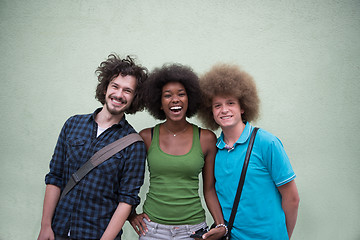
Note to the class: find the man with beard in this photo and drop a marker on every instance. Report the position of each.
(98, 205)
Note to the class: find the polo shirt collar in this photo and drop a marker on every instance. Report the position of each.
(242, 139)
(120, 124)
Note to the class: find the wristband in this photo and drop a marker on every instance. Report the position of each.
(222, 225)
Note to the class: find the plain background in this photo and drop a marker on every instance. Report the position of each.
(304, 56)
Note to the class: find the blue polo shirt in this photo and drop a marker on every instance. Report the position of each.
(260, 215)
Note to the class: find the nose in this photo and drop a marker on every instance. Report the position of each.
(224, 109)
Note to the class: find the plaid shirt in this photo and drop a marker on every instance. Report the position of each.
(87, 209)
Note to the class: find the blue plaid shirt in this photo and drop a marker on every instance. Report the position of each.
(87, 209)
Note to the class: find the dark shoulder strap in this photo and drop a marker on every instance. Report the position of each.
(241, 182)
(98, 158)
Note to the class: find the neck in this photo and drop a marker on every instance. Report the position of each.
(232, 134)
(105, 119)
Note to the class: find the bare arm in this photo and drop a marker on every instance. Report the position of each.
(52, 195)
(208, 144)
(117, 221)
(290, 204)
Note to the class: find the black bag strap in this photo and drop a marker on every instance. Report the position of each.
(98, 158)
(241, 182)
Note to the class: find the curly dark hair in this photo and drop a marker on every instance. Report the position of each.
(228, 80)
(171, 73)
(111, 68)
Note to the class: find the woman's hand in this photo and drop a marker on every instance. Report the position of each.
(137, 222)
(215, 233)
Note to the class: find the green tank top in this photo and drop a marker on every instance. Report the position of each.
(173, 196)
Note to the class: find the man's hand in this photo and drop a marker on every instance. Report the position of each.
(215, 233)
(46, 233)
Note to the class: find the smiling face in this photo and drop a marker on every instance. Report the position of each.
(227, 111)
(119, 94)
(174, 101)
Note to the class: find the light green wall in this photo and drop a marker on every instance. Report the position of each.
(304, 56)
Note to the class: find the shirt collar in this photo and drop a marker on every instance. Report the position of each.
(242, 139)
(120, 124)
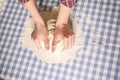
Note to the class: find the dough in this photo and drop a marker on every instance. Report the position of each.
(58, 56)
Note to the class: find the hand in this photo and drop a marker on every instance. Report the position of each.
(40, 34)
(64, 33)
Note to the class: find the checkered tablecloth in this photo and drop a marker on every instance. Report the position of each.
(99, 60)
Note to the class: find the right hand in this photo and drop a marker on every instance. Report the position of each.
(40, 34)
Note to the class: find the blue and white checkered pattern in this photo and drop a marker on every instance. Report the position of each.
(100, 59)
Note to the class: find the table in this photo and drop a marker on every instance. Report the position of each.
(99, 59)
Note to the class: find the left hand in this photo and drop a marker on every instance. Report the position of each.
(63, 32)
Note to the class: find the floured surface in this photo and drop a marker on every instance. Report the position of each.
(58, 56)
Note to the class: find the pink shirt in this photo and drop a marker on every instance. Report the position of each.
(68, 3)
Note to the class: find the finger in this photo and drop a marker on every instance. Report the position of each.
(56, 40)
(32, 36)
(70, 41)
(37, 43)
(66, 43)
(54, 45)
(46, 44)
(73, 40)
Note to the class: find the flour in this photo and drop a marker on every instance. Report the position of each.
(58, 56)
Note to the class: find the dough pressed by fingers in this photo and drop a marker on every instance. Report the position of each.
(58, 56)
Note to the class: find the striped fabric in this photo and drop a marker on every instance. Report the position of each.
(68, 3)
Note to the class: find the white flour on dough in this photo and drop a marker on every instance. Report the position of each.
(58, 56)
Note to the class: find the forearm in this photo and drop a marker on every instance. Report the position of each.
(63, 15)
(33, 10)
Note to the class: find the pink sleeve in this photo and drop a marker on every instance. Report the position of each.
(23, 1)
(68, 3)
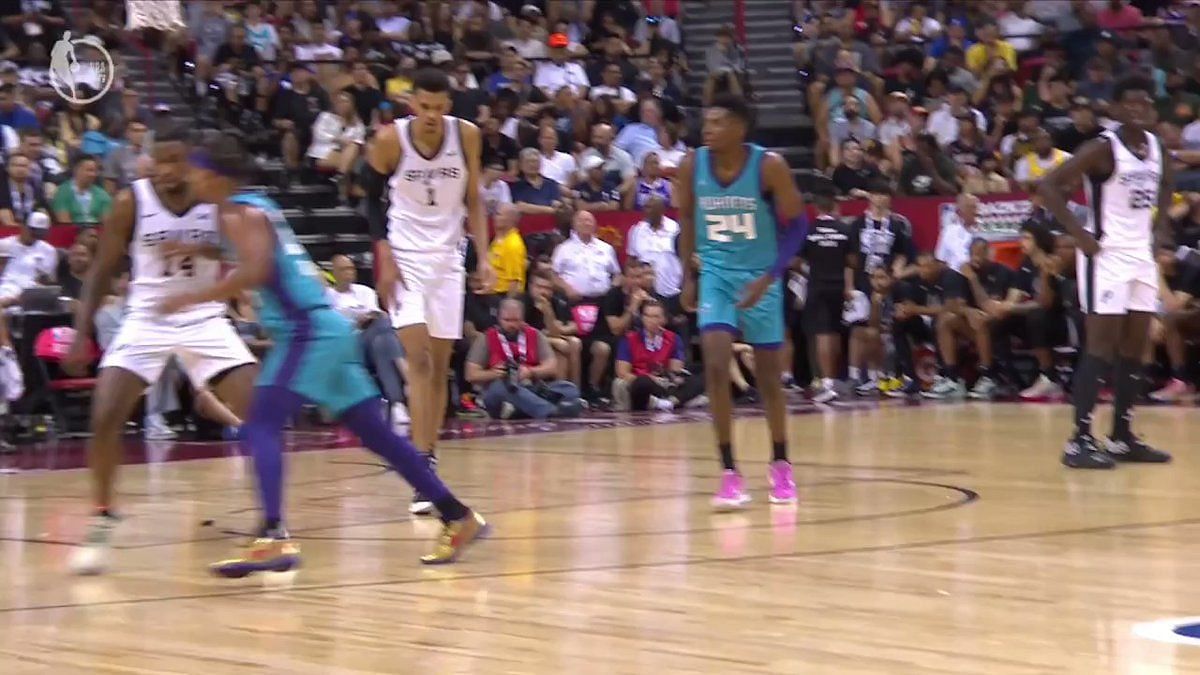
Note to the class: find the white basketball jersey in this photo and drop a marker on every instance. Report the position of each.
(1122, 205)
(427, 193)
(155, 276)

========

# WHAT TO DO
Rewrite every row above, replacing "drop a marker" with "place a pin" and keeping everything else the same. Leave out the pictures.

# EXERCISE RESULT
Note to the class: find the man with beard in this photo and place a pin on every instance. Report the position of each.
(98, 205)
Note to the class: find the polo shirt collar in this photo and place a pin on every instance. Report the position of each.
(242, 139)
(120, 124)
Note to the class: find the wristband in this photo and place a pin on every instance. Report the position of each.
(222, 225)
Note to the class: find the plain background in this photo and place a pin on every instance. Report the position of each.
(304, 56)
Note to the class: find the blue polo shirt in this photo and place a pin on every instance. Report the position of each.
(260, 215)
Note to the class: find the nose in this photo and place a pin on every instance. Report the position of each.
(224, 109)
Note to the class: find the plaid shirt in this photo and place a pin on every instance. Report the position of each.
(87, 209)
Note to the class: find the blue plaid shirt in this photo and place a pin on every instance. Report the position of each.
(87, 209)
Note to the class: find the dark shoulder strap in this photo and place a pin on every instance. Report the position of each.
(241, 182)
(98, 158)
Note to the class: find the neck in this photo and place a pin on every instance. Report the position of each.
(232, 134)
(105, 119)
Note to the class: find the bare arm in this photo and place a pin on every instance. Report the position of each.
(52, 195)
(208, 144)
(117, 221)
(290, 204)
Note to the class: find the black bag strap in this photo and place a pin on every instance. Report the position of each.
(98, 158)
(241, 182)
Note to the class: find the curly dark hair in this photo and place a pin on every instance. Report the position of each.
(228, 80)
(171, 73)
(111, 68)
Note to the class: find the woman's hand in this photo and place a pin on every instance. Report the position of each.
(137, 222)
(215, 233)
Note to the class: find the green tank top in this photo and place a pin on every instance. Report the position of each.
(173, 196)
Note to the class: find the man's hand in this photo and place a pin on every instance. Report the position of each.
(215, 233)
(46, 233)
Note to the class: find the smiling face in this photo and place a pin on every instance. Report the position of each.
(227, 111)
(119, 94)
(174, 101)
Note to the class: find the light green wall in this photo and place a pin on every instance. Report the position of each.
(304, 56)
Note to the class: find the shirt collar in this photo and place a pin on every instance. Report the position of each.
(242, 139)
(120, 124)
Note to the class: find the dough in this photo and place a pin on every instance. Report the position of each.
(58, 56)
Note to the class: find the hand in this photo and place a pin on every instance. Report the position of each.
(40, 34)
(64, 33)
Note to the class: find the checkered tablecloth in this photo and place a pin on every instance. Report the position of each.
(99, 60)
Note to the class: find the right hand in this photo and place a pin on every instance. Report the position of each.
(40, 34)
Note to the class: find the blue and white checkered pattern in this photo and place a pin on every instance. Report the position of each.
(100, 59)
Note to the class: find the table in this photo and place a pin on every instance. Report the position of each.
(99, 59)
Note to the class: find the left hand in this photo and place a pin on every instance. Report the position of each.
(63, 32)
Note to the class: find the floured surface in this photo and place a pin on every instance. Report the position of each.
(58, 56)
Note to the class: find the pink shirt in this photo and place a pin on every instance. Report the position of each.
(68, 3)
Note to the class: find the finger in this photo and place a pin on every instance. Report the position of each.
(56, 40)
(32, 36)
(70, 41)
(37, 43)
(66, 43)
(54, 45)
(46, 44)
(73, 40)
Note to the class: find the flour in this photo and place a pin on every instance. Report the position of each.
(58, 56)
Note to the class: find the dough pressed by fingers in this photo and place a pin on every instance. Report the position of each.
(58, 56)
Note to the class: find the striped fabric in this photo and place a pin on every instance. Report the position of each.
(68, 3)
Note to the class: find the white flour on dough in this photo and place a pin on every instance. Report the position of each.
(58, 56)
Note to the class: find the forearm in this photo and place a pin on every instance. Report the position of each.
(63, 15)
(33, 10)
Note to the class: find the pink sleeve in this photo and place a pin on every instance. Report the position of each.
(23, 1)
(68, 3)
Note to the class: find the white basketball jersey in this photo and place a pin on every instance. Report the position of each.
(1122, 205)
(427, 193)
(155, 276)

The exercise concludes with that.